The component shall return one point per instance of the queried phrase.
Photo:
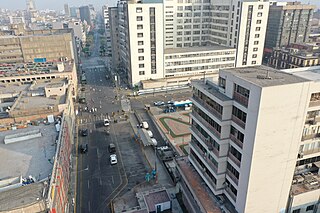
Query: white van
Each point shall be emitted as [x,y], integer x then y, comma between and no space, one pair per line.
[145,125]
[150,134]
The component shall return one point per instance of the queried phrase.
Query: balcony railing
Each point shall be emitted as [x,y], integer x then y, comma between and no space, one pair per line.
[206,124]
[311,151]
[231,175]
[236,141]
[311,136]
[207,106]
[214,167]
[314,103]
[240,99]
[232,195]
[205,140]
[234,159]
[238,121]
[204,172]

□ □ □ □ □ □ □

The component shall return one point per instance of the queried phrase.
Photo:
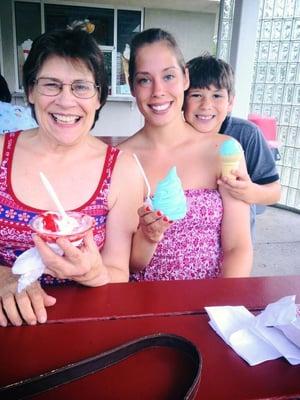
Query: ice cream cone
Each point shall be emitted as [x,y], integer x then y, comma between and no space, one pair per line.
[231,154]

□ □ □ □ □ □ □

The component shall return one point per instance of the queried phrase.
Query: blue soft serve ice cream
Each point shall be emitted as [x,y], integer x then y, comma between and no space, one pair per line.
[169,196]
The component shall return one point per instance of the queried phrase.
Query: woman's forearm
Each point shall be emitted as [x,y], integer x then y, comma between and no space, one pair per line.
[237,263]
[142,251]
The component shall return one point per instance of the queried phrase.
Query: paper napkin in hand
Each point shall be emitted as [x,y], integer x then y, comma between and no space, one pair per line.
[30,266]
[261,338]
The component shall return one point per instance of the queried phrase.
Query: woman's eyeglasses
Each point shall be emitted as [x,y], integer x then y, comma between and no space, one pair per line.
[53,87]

□ □ □ □ □ □ □

REQUIRED WORK:
Find all lines in the records that hold the word "cream". Copy them.

REPLY:
Query: ice cream cone
Query: blue soft serve ice cream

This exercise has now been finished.